## Problem to solve
Please copy every one of the records below without changing a single character.

## Material to process
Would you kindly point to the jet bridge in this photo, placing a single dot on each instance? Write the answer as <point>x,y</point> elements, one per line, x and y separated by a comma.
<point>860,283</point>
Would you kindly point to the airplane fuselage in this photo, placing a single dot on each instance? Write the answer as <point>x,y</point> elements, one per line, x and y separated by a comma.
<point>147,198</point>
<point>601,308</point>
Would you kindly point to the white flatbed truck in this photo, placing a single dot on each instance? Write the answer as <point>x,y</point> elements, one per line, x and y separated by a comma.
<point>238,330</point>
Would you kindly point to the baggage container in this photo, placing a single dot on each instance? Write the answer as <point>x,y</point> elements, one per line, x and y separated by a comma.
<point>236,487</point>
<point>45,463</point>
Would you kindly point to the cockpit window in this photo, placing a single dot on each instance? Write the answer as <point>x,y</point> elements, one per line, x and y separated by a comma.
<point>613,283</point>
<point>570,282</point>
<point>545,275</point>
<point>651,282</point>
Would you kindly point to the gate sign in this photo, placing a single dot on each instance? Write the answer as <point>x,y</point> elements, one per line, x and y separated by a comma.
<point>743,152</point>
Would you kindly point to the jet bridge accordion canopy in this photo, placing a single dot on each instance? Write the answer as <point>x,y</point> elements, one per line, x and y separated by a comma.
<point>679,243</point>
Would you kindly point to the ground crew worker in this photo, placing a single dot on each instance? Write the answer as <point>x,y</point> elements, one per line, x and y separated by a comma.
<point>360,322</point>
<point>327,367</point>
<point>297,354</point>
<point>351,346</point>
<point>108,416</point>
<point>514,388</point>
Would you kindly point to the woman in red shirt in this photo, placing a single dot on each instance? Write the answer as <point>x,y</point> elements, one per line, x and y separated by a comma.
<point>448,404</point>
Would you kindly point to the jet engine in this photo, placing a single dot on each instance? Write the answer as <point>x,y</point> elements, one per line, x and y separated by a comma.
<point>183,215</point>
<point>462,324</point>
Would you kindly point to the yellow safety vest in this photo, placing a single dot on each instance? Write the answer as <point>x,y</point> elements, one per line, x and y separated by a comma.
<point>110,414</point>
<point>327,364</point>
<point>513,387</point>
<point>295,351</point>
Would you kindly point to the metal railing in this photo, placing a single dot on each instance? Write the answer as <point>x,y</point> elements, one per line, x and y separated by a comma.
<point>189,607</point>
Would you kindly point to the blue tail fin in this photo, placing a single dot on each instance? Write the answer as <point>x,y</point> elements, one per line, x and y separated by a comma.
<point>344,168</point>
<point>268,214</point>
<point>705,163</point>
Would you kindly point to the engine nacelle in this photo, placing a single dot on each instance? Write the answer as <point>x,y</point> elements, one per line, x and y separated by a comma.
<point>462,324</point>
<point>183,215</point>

## Result of the exercise
Would you kindly point to the jet bridge in this photo, placing a single dot on each instance? Write the answer as <point>x,y</point> elements, one per line, x and y separated by a comma.
<point>860,283</point>
Would you kindly point to the airplane fuselage in this photo, placing a single dot on each instance? Write the answer as <point>x,y</point> elements, one per line, x and y separated by a comma.
<point>147,198</point>
<point>601,308</point>
Would you kindly point to the white flatbed truck in this photo, placing a single dot on each instance? Write the answer as <point>x,y</point> elements, one per line, x and y separated by a comma.
<point>238,330</point>
Would you kindly point to the baggage container in this photo, placing a single dot on each instance? Write the answer as <point>x,y</point> elements, one per line, x and y separated by a comma.
<point>236,487</point>
<point>45,463</point>
Would you kindly point to the cockpit window in this photo, placing a single dot on each instance? Write the answer as <point>x,y</point> elements, one per line, x and y separated by a comma.
<point>613,283</point>
<point>570,282</point>
<point>545,275</point>
<point>651,282</point>
Would you kindly point to the gate sign in this photo, placing a single dot on each instance? Write the answer as <point>x,y</point> elements, one per line, x and y separated by a comma.
<point>743,152</point>
Would you kindly point to the jet bridge accordion canopy in this photo, placing a single dot on each instance? Write the answer as <point>x,y</point> elements, one per line, x and y separated by a comma.
<point>679,243</point>
Would you kindly point to the ground crew worker in this photo, placing a single dot on each instance? Write the answer as <point>x,y</point> elements, one per line, x and y separated by a comma.
<point>360,322</point>
<point>327,367</point>
<point>297,354</point>
<point>351,346</point>
<point>108,416</point>
<point>514,388</point>
Would you kindly point to the woman in red shirt in this photo, placing a single dot on each instance? Write the answer as <point>x,y</point> elements, one per line, x and y separated by a comma.
<point>448,404</point>
Would you kindly point to the jet engine in this photo, placing a single dot on each instance? Write the answer as <point>x,y</point> elements, one per line, x and y separated by a comma.
<point>183,215</point>
<point>462,324</point>
Would you kindly point to the yellow safety vest in this photo, placing a single dot on each instance? Write the answer as <point>x,y</point> elements, one per line, x and y separated by a comma.
<point>110,414</point>
<point>327,364</point>
<point>513,387</point>
<point>295,351</point>
Would you kindly point to the metal railing in this photo, placing a single dot on each instance? Write the answer as <point>x,y</point> elements, one per line, x and y separated by a comma.
<point>189,607</point>
Would you kindly point to the blue tail fin in this photo, placing a single dot on each instance? Write the answer as <point>x,y</point> elements, one per line, x and y separated by a comma.
<point>344,168</point>
<point>268,214</point>
<point>705,163</point>
Would you kindly point to the engine nacelle in this photo, placing a single dot on each instance? Write the answer as <point>x,y</point> elements, one per line, x and y separated by a comma.
<point>462,324</point>
<point>183,215</point>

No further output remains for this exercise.